* **Brief**
Your answer must be an exact copy of every record below.

(Segmentation mask data)
BEGIN

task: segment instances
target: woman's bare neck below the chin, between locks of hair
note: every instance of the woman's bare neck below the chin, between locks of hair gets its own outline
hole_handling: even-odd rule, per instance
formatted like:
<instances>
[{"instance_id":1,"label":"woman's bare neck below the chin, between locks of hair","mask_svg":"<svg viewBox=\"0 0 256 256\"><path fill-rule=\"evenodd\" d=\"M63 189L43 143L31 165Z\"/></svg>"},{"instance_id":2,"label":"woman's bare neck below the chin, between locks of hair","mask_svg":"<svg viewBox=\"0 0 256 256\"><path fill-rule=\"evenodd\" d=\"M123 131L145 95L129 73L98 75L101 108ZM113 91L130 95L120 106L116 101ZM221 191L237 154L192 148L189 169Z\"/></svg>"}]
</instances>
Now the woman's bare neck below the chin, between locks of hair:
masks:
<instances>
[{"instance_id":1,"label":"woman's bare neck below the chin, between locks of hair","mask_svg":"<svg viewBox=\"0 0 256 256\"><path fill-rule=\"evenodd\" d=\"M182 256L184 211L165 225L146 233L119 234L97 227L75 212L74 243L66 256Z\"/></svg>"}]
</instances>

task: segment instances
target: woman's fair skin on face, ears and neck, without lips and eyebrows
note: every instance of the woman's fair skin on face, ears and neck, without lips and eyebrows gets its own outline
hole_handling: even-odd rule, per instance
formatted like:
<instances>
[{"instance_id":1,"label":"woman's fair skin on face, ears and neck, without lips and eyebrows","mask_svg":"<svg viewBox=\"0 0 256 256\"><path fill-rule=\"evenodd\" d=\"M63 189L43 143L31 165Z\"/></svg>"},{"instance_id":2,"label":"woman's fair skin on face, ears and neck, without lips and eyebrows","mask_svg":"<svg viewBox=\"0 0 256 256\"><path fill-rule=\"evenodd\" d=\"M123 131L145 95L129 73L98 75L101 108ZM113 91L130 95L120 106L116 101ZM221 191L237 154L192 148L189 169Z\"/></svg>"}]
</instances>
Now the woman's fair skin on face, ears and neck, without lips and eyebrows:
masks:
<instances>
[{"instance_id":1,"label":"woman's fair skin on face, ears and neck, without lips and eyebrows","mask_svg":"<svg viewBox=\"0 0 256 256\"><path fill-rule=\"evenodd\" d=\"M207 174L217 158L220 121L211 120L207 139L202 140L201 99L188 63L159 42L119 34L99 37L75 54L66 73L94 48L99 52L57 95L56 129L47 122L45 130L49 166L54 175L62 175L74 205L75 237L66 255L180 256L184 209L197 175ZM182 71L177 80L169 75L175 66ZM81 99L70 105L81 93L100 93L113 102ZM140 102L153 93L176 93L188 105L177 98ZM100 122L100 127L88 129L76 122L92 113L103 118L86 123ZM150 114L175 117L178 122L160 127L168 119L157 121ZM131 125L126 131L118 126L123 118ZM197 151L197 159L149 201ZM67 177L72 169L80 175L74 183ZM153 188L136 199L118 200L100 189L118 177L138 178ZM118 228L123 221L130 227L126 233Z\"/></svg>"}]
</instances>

END

* **Task solution**
task: segment instances
target: woman's bare neck below the chin, between locks of hair
note: every instance of the woman's bare neck below the chin, between locks of hair gets its own outline
hole_handling: even-odd rule, per instance
formatted like:
<instances>
[{"instance_id":1,"label":"woman's bare neck below the chin, between locks of hair","mask_svg":"<svg viewBox=\"0 0 256 256\"><path fill-rule=\"evenodd\" d=\"M63 189L43 143L31 165Z\"/></svg>"},{"instance_id":2,"label":"woman's bare neck below the chin, between locks of hair","mask_svg":"<svg viewBox=\"0 0 256 256\"><path fill-rule=\"evenodd\" d=\"M123 131L145 95L129 73L98 75L101 108ZM113 91L130 95L120 106L116 101ZM221 191L237 154L192 148L189 169Z\"/></svg>"}]
</instances>
Now the woman's bare neck below the chin, between locks of hair:
masks:
<instances>
[{"instance_id":1,"label":"woman's bare neck below the chin, between locks of hair","mask_svg":"<svg viewBox=\"0 0 256 256\"><path fill-rule=\"evenodd\" d=\"M182 256L184 211L165 225L146 233L119 234L97 227L75 212L74 243L66 256Z\"/></svg>"}]
</instances>

task: segment instances
target: woman's fair skin on face, ears and neck, without lips and eyebrows
note: every instance of the woman's fair skin on face, ears and neck, without lips and eyebrows gets its own outline
hole_handling: even-odd rule, per instance
formatted like:
<instances>
[{"instance_id":1,"label":"woman's fair skin on face, ears and neck, without lips and eyebrows","mask_svg":"<svg viewBox=\"0 0 256 256\"><path fill-rule=\"evenodd\" d=\"M63 189L43 143L31 165Z\"/></svg>"},{"instance_id":2,"label":"woman's fair skin on face, ears and neck, without lips and eyebrows","mask_svg":"<svg viewBox=\"0 0 256 256\"><path fill-rule=\"evenodd\" d=\"M123 131L145 95L129 73L98 75L101 108ZM113 91L130 95L120 106L116 101ZM221 191L237 154L192 148L189 169Z\"/></svg>"}]
</instances>
Now the woman's fair skin on face, ears and neck, without lips and eyebrows:
masks:
<instances>
[{"instance_id":1,"label":"woman's fair skin on face, ears and neck, without lips and eyebrows","mask_svg":"<svg viewBox=\"0 0 256 256\"><path fill-rule=\"evenodd\" d=\"M207 174L217 158L220 121L211 120L207 139L202 140L201 99L188 63L159 42L119 34L99 37L75 54L66 73L94 48L99 52L57 95L56 129L47 122L45 130L49 166L54 175L62 175L74 205L75 237L66 255L180 256L184 209L197 175ZM182 71L177 80L169 75L175 66ZM81 99L70 105L81 93L100 93L113 102ZM140 102L153 93L176 93L188 105L177 98ZM100 122L100 127L88 129L76 122L92 113L103 118L86 123ZM150 114L175 117L178 122L160 127L168 119L157 121ZM131 125L126 131L118 126L123 118ZM197 151L197 159L149 201ZM67 177L72 169L80 175L74 183ZM153 188L136 199L118 200L100 189L118 177L138 178ZM118 228L123 221L130 227L126 233Z\"/></svg>"}]
</instances>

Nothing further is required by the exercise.